• Given data:
==================================================
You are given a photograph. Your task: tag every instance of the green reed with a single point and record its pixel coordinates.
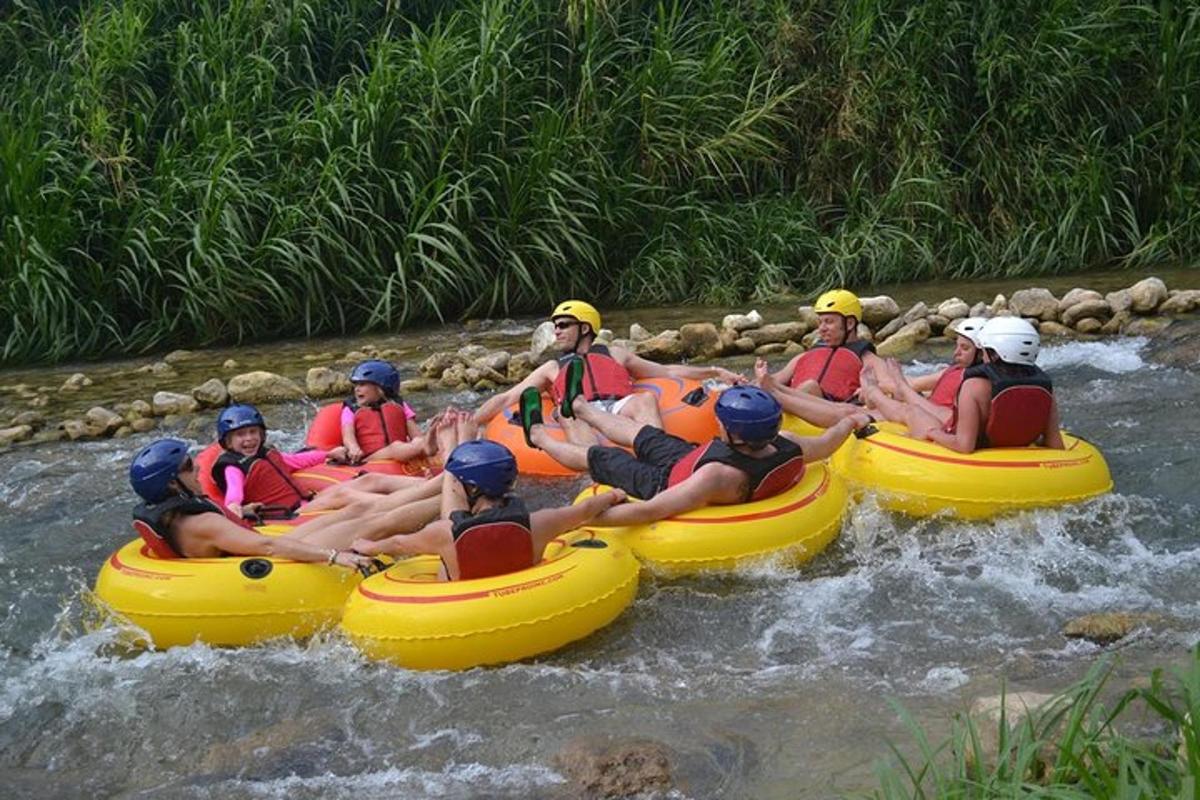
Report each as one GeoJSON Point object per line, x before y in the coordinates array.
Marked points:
{"type": "Point", "coordinates": [185, 172]}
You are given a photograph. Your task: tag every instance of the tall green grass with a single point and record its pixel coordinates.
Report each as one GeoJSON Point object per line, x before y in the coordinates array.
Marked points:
{"type": "Point", "coordinates": [1083, 744]}
{"type": "Point", "coordinates": [201, 170]}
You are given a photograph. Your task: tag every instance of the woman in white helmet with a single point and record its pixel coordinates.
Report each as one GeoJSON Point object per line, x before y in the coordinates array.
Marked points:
{"type": "Point", "coordinates": [892, 396]}
{"type": "Point", "coordinates": [1005, 402]}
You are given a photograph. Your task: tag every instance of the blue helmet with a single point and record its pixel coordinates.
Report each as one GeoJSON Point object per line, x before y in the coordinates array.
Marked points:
{"type": "Point", "coordinates": [235, 417]}
{"type": "Point", "coordinates": [486, 465]}
{"type": "Point", "coordinates": [749, 414]}
{"type": "Point", "coordinates": [155, 467]}
{"type": "Point", "coordinates": [377, 372]}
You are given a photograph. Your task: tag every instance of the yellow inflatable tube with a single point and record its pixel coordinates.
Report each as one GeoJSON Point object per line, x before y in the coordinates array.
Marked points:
{"type": "Point", "coordinates": [797, 524]}
{"type": "Point", "coordinates": [222, 601]}
{"type": "Point", "coordinates": [408, 617]}
{"type": "Point", "coordinates": [923, 479]}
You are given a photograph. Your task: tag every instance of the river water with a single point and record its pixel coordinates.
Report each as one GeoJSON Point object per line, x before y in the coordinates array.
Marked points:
{"type": "Point", "coordinates": [773, 683]}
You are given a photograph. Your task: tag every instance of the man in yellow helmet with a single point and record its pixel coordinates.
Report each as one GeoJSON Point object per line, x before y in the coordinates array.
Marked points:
{"type": "Point", "coordinates": [820, 385]}
{"type": "Point", "coordinates": [601, 374]}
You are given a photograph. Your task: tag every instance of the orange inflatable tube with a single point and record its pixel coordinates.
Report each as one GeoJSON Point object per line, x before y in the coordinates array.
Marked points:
{"type": "Point", "coordinates": [688, 410]}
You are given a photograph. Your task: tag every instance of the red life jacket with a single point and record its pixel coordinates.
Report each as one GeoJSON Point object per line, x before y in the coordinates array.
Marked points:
{"type": "Point", "coordinates": [378, 426]}
{"type": "Point", "coordinates": [604, 378]}
{"type": "Point", "coordinates": [150, 521]}
{"type": "Point", "coordinates": [268, 477]}
{"type": "Point", "coordinates": [946, 390]}
{"type": "Point", "coordinates": [835, 368]}
{"type": "Point", "coordinates": [768, 476]}
{"type": "Point", "coordinates": [496, 541]}
{"type": "Point", "coordinates": [1021, 398]}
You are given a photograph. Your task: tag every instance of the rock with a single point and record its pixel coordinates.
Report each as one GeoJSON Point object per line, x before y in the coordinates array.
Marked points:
{"type": "Point", "coordinates": [414, 385]}
{"type": "Point", "coordinates": [76, 382]}
{"type": "Point", "coordinates": [601, 767]}
{"type": "Point", "coordinates": [1146, 295]}
{"type": "Point", "coordinates": [211, 394]}
{"type": "Point", "coordinates": [1054, 329]}
{"type": "Point", "coordinates": [1078, 296]}
{"type": "Point", "coordinates": [175, 356]}
{"type": "Point", "coordinates": [919, 311]}
{"type": "Point", "coordinates": [263, 388]}
{"type": "Point", "coordinates": [1095, 308]}
{"type": "Point", "coordinates": [904, 340]}
{"type": "Point", "coordinates": [1108, 627]}
{"type": "Point", "coordinates": [1181, 302]}
{"type": "Point", "coordinates": [543, 340]}
{"type": "Point", "coordinates": [33, 419]}
{"type": "Point", "coordinates": [742, 322]}
{"type": "Point", "coordinates": [103, 420]}
{"type": "Point", "coordinates": [16, 433]}
{"type": "Point", "coordinates": [700, 340]}
{"type": "Point", "coordinates": [159, 370]}
{"type": "Point", "coordinates": [520, 366]}
{"type": "Point", "coordinates": [879, 311]}
{"type": "Point", "coordinates": [953, 308]}
{"type": "Point", "coordinates": [778, 334]}
{"type": "Point", "coordinates": [437, 364]}
{"type": "Point", "coordinates": [1035, 302]}
{"type": "Point", "coordinates": [323, 382]}
{"type": "Point", "coordinates": [665, 347]}
{"type": "Point", "coordinates": [165, 403]}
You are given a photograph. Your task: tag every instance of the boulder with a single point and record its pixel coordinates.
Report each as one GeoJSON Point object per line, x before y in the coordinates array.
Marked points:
{"type": "Point", "coordinates": [175, 356]}
{"type": "Point", "coordinates": [211, 394]}
{"type": "Point", "coordinates": [877, 311]}
{"type": "Point", "coordinates": [1093, 308]}
{"type": "Point", "coordinates": [263, 386]}
{"type": "Point", "coordinates": [15, 433]}
{"type": "Point", "coordinates": [778, 332]}
{"type": "Point", "coordinates": [543, 340]}
{"type": "Point", "coordinates": [742, 322]}
{"type": "Point", "coordinates": [1036, 302]}
{"type": "Point", "coordinates": [1108, 627]}
{"type": "Point", "coordinates": [165, 403]}
{"type": "Point", "coordinates": [665, 347]}
{"type": "Point", "coordinates": [1120, 300]}
{"type": "Point", "coordinates": [323, 382]}
{"type": "Point", "coordinates": [103, 420]}
{"type": "Point", "coordinates": [600, 767]}
{"type": "Point", "coordinates": [1078, 296]}
{"type": "Point", "coordinates": [953, 308]}
{"type": "Point", "coordinates": [437, 364]}
{"type": "Point", "coordinates": [1181, 302]}
{"type": "Point", "coordinates": [700, 340]}
{"type": "Point", "coordinates": [904, 340]}
{"type": "Point", "coordinates": [1146, 295]}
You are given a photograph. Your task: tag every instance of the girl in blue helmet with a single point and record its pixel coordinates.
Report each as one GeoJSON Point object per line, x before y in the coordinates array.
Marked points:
{"type": "Point", "coordinates": [753, 459]}
{"type": "Point", "coordinates": [378, 425]}
{"type": "Point", "coordinates": [485, 530]}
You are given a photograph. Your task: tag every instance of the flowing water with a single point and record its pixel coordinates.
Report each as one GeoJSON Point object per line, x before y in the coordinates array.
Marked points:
{"type": "Point", "coordinates": [773, 683]}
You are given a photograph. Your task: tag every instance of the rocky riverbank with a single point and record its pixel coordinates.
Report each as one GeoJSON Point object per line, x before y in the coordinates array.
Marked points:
{"type": "Point", "coordinates": [1145, 308]}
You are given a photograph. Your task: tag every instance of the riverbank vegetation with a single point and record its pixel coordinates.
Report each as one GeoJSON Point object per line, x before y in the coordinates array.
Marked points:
{"type": "Point", "coordinates": [175, 172]}
{"type": "Point", "coordinates": [1081, 744]}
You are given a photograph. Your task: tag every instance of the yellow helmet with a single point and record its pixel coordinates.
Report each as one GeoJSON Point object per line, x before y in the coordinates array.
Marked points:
{"type": "Point", "coordinates": [839, 301]}
{"type": "Point", "coordinates": [579, 310]}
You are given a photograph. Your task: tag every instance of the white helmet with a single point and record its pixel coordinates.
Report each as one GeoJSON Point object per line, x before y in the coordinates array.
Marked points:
{"type": "Point", "coordinates": [970, 328]}
{"type": "Point", "coordinates": [1013, 338]}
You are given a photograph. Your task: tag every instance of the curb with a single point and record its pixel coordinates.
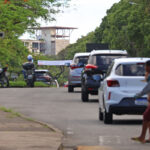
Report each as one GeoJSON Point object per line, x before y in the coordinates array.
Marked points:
{"type": "Point", "coordinates": [51, 127]}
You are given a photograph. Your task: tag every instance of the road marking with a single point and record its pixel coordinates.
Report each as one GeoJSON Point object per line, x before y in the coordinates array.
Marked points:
{"type": "Point", "coordinates": [105, 140]}
{"type": "Point", "coordinates": [93, 148]}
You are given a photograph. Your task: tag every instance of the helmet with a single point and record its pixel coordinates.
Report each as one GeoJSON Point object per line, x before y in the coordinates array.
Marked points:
{"type": "Point", "coordinates": [30, 58]}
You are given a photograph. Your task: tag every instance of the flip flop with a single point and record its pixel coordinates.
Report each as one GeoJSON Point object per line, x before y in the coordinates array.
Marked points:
{"type": "Point", "coordinates": [137, 140]}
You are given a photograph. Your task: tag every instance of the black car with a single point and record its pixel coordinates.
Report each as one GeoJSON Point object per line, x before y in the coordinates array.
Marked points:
{"type": "Point", "coordinates": [96, 69]}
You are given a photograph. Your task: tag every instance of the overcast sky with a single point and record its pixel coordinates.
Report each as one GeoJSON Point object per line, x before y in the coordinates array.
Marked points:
{"type": "Point", "coordinates": [86, 15]}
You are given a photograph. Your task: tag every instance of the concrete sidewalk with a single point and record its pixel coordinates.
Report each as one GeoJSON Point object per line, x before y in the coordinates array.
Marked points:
{"type": "Point", "coordinates": [21, 134]}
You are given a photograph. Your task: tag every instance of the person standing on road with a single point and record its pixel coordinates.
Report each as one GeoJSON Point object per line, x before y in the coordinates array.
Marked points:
{"type": "Point", "coordinates": [146, 115]}
{"type": "Point", "coordinates": [27, 65]}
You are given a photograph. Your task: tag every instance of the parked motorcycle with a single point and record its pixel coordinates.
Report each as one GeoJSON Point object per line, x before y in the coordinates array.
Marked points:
{"type": "Point", "coordinates": [3, 78]}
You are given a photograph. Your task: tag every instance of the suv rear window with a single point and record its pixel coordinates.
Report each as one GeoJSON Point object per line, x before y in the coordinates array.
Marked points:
{"type": "Point", "coordinates": [130, 70]}
{"type": "Point", "coordinates": [103, 61]}
{"type": "Point", "coordinates": [81, 60]}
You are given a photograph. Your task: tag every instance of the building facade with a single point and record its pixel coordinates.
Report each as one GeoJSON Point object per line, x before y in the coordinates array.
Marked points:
{"type": "Point", "coordinates": [49, 40]}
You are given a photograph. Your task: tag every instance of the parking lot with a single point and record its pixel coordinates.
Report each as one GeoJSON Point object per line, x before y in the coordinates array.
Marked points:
{"type": "Point", "coordinates": [78, 120]}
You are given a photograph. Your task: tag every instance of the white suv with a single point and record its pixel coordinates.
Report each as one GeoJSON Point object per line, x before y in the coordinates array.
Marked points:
{"type": "Point", "coordinates": [124, 79]}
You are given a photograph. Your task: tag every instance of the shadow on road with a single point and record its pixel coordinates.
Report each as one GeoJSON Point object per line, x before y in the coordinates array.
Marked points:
{"type": "Point", "coordinates": [127, 122]}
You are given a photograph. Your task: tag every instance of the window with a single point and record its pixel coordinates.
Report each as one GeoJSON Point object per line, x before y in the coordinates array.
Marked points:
{"type": "Point", "coordinates": [81, 60]}
{"type": "Point", "coordinates": [104, 61]}
{"type": "Point", "coordinates": [130, 69]}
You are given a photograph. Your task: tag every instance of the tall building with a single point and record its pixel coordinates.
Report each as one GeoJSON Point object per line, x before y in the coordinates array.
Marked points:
{"type": "Point", "coordinates": [54, 39]}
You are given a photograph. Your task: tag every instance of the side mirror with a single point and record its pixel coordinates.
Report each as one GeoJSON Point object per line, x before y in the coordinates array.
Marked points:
{"type": "Point", "coordinates": [67, 64]}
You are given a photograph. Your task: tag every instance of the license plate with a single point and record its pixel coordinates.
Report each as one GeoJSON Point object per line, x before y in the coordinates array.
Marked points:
{"type": "Point", "coordinates": [141, 102]}
{"type": "Point", "coordinates": [30, 76]}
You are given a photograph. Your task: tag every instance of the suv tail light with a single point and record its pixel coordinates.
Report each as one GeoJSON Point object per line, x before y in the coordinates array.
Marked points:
{"type": "Point", "coordinates": [113, 83]}
{"type": "Point", "coordinates": [89, 67]}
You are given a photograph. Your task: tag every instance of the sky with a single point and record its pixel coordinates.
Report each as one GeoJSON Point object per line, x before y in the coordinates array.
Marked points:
{"type": "Point", "coordinates": [86, 15]}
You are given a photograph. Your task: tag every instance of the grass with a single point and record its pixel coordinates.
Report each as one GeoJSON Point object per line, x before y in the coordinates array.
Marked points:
{"type": "Point", "coordinates": [16, 114]}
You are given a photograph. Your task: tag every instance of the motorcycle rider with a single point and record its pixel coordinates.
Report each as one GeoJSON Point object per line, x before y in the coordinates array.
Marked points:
{"type": "Point", "coordinates": [28, 66]}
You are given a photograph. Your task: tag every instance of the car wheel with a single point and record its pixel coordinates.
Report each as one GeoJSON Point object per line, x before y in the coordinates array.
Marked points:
{"type": "Point", "coordinates": [70, 88]}
{"type": "Point", "coordinates": [101, 117]}
{"type": "Point", "coordinates": [108, 117]}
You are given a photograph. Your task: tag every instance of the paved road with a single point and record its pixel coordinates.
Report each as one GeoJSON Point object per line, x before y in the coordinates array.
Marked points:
{"type": "Point", "coordinates": [78, 121]}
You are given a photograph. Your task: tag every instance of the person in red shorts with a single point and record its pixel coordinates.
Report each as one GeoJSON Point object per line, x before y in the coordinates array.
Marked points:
{"type": "Point", "coordinates": [146, 115]}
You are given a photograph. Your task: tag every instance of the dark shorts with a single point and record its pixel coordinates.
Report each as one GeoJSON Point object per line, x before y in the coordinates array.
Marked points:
{"type": "Point", "coordinates": [146, 115]}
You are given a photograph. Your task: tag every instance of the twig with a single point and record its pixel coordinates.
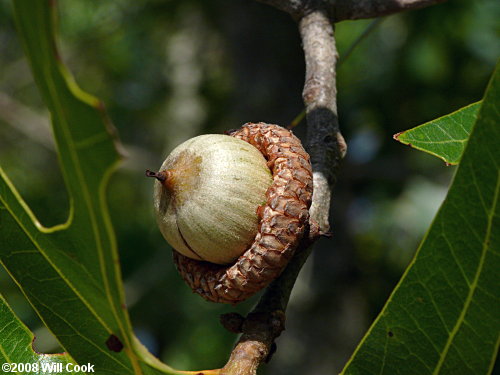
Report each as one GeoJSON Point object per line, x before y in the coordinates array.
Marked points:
==================================================
• The task: Starting with the line that contains "of the motorcycle", reproduce every line down to the end of the listing above, both endpoints included. Pictures stay out.

• Right answer:
You are given a photograph. Your task: tag every instance of the motorcycle rider with a single point and record its pixel coordinates.
Report each as one GeoJSON Point object per line, x before y in the coordinates array.
Marked points:
{"type": "Point", "coordinates": [28, 66]}
You are given a photograph. Your task: tag every instance of the car wheel with a single point and record its pixel coordinates.
Report each as one GeoJSON Point object per line, x before y in the coordinates array.
Marked points:
{"type": "Point", "coordinates": [70, 88]}
{"type": "Point", "coordinates": [101, 117]}
{"type": "Point", "coordinates": [108, 117]}
You are given a photograph. Your task: tag every instance of the paved road with a single point and record its pixel coordinates.
Report each as one GeoJSON Point object per line, x before y in the coordinates array.
Marked points:
{"type": "Point", "coordinates": [78, 121]}
You are given a photograph. Your task: tag every instance of the person in red shorts with a single point and record its pixel coordinates.
Report each as one GeoJSON Point object per line, x before y in the coordinates array.
Marked points:
{"type": "Point", "coordinates": [146, 115]}
You are given a photograph. Your task: tag every instance of the dark shorts with a single point and record its pixel coordinates.
Report each as one GeoJSON Point object per line, x before y in the coordinates array.
Marked points:
{"type": "Point", "coordinates": [146, 115]}
You are given a photograph. Your task: tag every instance of the twig with a single point and record its pixel coordinates.
Report each as one GeoJSON Point object per line, x before y in the coordinates array.
Marked points:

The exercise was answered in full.